| Exercise text |
--- --- ---

Ashton Kutcher’s $1 billion asset management fund is looking to get into the market of the moment: A.I.
The actor known for his work on That ’70s Show and Two and a Half Men launched Sound Ventures 15 years ago with music manager and fellow general partner Guy Oseary.
The company, which has since brought on board a third general partner, Effie Epstein, has now raised $240 million to invest in A.I.
The round was oversubscribed, though Sound Ventures has not revealed by how much.
The venture capital firm also didn’t confirm the type of A.I. business it was on the lookout for—simply saying it wanted to be part of a revolutionary technological shift.
“We believe this is potentially the most significant technology we will experience since the advent of the internet,” Kutcher said in a press release.
“The foundation model layer companies are defining the category, and, in our view, they have the power to transform businesses and everyday life. That is a conversation we want to be in.”
The fund is no stranger to investing in technologies developing products like large language models and chatbots—it has stakes in ChatGPT maker OpenAI, A.I. safety and research company Anthropic, and text-to-image model makers Stability AI.
Oseary adds: “We anticipate that A.I. is going to play an impactful role in everything we do—including entertainment, an industry we know well. The companies we are backing will be at the forefront of this powerful innovation, and Sound Ventures is excited to bring our distinct experiences and connectivity to responsibly support these A.I. foundational platforms.”
The firm adds that artificial intelligence has reached a “stage of usability” for both businesses and consumers, which has led to significant growth in the sector.

--- --- ---

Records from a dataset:
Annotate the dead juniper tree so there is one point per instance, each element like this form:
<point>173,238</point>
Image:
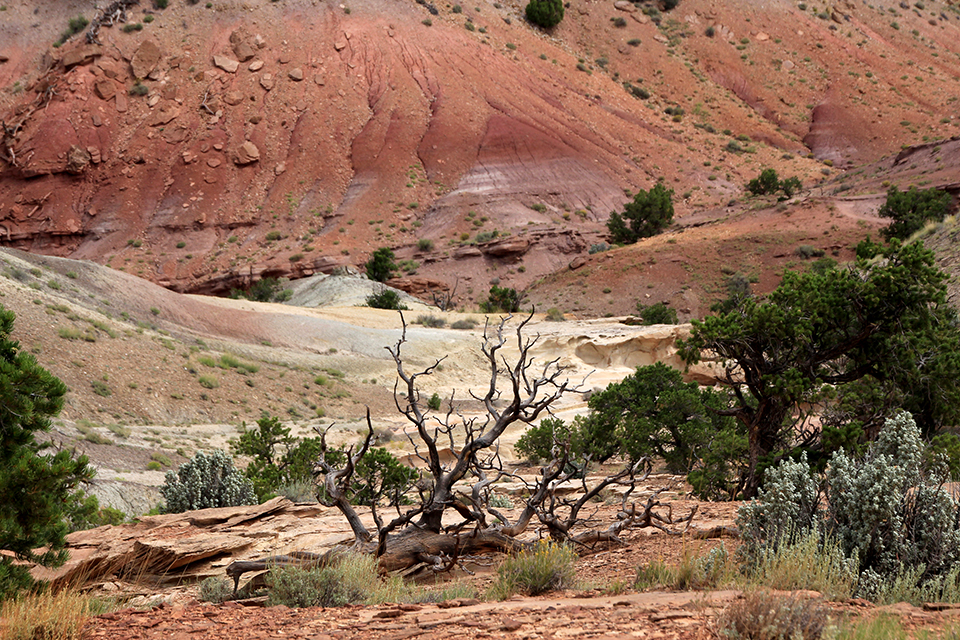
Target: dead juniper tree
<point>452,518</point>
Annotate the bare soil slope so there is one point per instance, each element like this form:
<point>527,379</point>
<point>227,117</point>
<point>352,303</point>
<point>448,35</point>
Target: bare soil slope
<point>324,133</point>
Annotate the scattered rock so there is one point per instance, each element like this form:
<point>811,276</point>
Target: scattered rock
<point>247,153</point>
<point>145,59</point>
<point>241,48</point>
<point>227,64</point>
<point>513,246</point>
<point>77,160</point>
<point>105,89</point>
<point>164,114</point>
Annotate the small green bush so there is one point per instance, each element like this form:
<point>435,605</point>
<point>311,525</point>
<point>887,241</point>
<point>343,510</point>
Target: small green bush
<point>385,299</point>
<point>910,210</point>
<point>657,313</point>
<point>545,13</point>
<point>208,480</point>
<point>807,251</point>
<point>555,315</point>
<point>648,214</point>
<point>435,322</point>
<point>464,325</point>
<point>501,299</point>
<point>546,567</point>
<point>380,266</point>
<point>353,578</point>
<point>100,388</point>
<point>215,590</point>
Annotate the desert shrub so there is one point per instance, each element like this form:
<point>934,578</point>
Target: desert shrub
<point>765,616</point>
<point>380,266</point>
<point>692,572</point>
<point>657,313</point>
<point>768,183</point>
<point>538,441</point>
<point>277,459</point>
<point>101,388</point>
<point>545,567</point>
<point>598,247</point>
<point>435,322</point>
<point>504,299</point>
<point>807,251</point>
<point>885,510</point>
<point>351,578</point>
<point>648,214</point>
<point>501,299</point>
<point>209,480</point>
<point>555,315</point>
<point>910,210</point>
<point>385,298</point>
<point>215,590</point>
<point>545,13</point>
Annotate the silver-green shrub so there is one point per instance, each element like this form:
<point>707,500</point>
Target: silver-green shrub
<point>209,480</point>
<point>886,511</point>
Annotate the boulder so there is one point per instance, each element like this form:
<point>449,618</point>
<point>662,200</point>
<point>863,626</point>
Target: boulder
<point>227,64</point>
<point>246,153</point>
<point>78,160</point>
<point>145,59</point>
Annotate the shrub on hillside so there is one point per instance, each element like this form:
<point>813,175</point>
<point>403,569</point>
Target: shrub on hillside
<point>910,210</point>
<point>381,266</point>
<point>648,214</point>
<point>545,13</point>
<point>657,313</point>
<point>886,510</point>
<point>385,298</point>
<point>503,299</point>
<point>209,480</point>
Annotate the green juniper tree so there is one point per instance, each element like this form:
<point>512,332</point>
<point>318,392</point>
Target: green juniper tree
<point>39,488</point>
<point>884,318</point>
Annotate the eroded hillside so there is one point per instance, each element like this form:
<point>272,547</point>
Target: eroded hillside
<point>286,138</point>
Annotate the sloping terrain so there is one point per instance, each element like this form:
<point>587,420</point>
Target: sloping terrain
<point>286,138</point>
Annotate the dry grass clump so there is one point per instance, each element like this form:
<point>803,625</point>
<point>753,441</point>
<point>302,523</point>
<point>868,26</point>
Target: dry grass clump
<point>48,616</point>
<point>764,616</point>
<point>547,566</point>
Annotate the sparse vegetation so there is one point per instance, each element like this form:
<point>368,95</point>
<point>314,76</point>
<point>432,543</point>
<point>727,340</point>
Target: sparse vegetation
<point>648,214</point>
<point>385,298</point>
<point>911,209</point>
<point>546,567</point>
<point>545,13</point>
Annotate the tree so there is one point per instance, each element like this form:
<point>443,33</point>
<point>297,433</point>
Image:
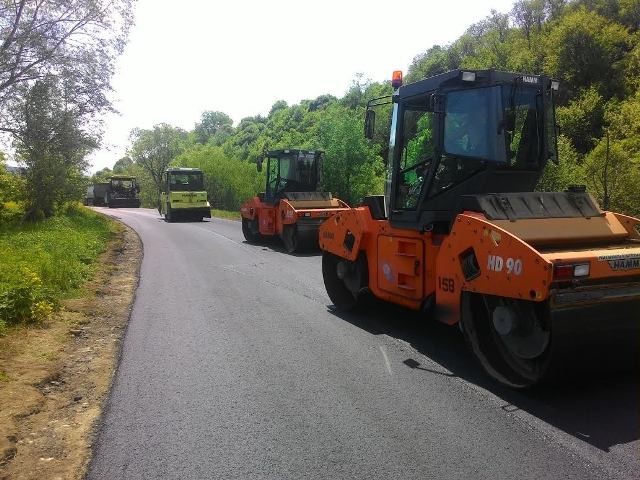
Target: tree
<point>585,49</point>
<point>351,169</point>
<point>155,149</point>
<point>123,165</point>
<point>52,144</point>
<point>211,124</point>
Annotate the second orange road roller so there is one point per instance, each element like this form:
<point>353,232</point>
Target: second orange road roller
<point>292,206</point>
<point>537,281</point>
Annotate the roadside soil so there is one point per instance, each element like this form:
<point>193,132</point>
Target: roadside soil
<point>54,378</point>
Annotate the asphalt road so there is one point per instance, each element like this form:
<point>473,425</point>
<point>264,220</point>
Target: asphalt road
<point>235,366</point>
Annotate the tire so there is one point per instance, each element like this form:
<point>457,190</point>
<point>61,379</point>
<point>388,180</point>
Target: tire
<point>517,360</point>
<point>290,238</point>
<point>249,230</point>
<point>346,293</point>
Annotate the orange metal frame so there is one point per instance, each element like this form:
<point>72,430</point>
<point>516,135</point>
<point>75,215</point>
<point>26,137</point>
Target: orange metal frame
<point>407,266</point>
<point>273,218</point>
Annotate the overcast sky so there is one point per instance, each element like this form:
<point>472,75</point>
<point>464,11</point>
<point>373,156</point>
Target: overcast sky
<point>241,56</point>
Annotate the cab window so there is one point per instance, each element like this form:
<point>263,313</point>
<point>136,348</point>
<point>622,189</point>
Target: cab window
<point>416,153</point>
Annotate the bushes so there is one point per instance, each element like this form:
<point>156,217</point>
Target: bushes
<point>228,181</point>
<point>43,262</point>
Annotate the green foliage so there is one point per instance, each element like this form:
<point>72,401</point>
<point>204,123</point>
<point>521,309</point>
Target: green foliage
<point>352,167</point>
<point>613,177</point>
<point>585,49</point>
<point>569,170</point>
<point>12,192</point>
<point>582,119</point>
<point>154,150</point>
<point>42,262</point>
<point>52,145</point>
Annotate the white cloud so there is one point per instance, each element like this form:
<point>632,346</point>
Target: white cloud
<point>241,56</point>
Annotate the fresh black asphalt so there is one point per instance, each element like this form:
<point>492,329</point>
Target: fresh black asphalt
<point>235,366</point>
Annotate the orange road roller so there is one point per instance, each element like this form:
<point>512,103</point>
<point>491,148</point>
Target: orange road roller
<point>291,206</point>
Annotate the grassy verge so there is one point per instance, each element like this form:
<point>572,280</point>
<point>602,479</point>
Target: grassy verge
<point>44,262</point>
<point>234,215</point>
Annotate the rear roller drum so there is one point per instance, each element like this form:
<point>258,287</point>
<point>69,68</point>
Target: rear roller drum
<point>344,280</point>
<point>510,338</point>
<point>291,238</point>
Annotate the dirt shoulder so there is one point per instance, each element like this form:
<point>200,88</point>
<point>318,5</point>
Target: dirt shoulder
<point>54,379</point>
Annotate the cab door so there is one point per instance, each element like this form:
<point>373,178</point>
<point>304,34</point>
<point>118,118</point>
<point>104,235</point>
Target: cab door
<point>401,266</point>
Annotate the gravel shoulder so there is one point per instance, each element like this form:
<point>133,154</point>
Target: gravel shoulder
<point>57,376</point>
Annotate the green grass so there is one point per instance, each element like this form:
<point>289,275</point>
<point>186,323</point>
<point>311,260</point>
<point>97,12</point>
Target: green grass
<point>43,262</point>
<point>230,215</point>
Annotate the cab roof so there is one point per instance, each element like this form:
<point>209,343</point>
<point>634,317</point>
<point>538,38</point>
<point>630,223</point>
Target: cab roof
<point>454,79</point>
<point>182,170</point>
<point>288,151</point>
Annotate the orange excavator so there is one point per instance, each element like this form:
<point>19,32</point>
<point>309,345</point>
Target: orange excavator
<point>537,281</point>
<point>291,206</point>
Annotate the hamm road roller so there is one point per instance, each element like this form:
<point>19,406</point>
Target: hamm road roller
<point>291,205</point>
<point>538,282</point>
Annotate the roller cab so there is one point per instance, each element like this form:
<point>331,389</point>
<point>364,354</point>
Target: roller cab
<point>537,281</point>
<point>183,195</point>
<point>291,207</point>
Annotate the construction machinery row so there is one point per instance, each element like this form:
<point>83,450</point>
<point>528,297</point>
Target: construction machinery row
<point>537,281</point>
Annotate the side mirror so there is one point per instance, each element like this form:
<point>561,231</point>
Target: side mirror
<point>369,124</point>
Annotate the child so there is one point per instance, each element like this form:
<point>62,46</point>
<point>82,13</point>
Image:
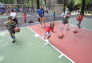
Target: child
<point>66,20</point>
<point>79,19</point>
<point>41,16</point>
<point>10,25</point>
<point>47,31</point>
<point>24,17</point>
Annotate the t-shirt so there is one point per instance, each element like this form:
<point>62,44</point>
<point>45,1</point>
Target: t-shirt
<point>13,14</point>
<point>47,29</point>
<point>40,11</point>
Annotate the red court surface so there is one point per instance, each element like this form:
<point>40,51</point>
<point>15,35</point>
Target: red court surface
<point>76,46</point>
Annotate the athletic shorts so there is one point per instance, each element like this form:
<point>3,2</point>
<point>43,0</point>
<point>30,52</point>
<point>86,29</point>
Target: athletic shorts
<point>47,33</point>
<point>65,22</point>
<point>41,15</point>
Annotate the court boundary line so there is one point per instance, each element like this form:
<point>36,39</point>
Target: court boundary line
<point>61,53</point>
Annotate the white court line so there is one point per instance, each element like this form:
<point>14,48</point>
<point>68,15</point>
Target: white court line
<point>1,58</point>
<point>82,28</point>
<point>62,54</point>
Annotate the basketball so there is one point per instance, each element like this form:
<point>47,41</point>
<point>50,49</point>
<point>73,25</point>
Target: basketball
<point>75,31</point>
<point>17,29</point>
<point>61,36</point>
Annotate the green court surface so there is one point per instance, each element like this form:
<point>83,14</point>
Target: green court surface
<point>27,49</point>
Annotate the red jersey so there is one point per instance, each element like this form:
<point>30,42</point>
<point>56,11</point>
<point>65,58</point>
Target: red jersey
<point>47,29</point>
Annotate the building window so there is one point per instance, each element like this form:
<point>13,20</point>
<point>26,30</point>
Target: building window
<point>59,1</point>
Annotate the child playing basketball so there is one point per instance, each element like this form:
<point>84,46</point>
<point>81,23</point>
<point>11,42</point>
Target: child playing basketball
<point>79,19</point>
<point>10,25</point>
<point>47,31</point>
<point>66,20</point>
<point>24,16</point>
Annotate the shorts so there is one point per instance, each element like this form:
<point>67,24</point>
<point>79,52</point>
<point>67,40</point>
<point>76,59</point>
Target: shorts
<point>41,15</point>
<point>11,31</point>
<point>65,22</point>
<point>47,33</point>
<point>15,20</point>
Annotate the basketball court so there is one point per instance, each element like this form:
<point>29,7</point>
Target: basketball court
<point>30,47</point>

--- --- ---

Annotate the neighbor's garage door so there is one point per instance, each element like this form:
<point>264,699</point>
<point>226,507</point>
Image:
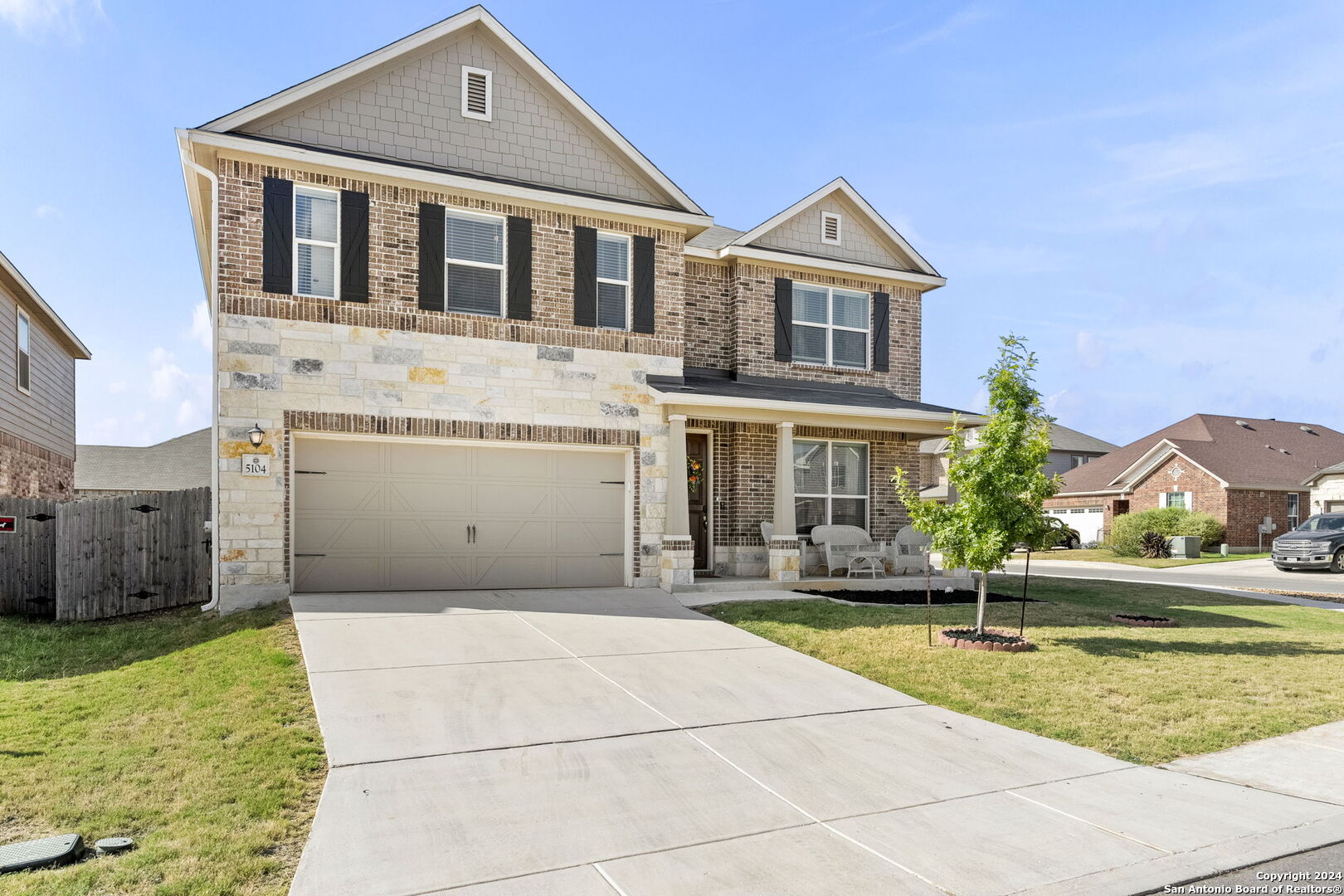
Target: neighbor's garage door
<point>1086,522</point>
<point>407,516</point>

--- --- ---

| What is being asked |
From the article on Sound Ventures' A.I. fund, quote everything from "The company, which" down to "a press release.".

| Response to the task |
The company, which has since brought on board a third general partner, Effie Epstein, has now raised $240 million to invest in A.I.
The round was oversubscribed, though Sound Ventures has not revealed by how much.
The venture capital firm also didn’t confirm the type of A.I. business it was on the lookout for—simply saying it wanted to be part of a revolutionary technological shift.
“We believe this is potentially the most significant technology we will experience since the advent of the internet,” Kutcher said in a press release.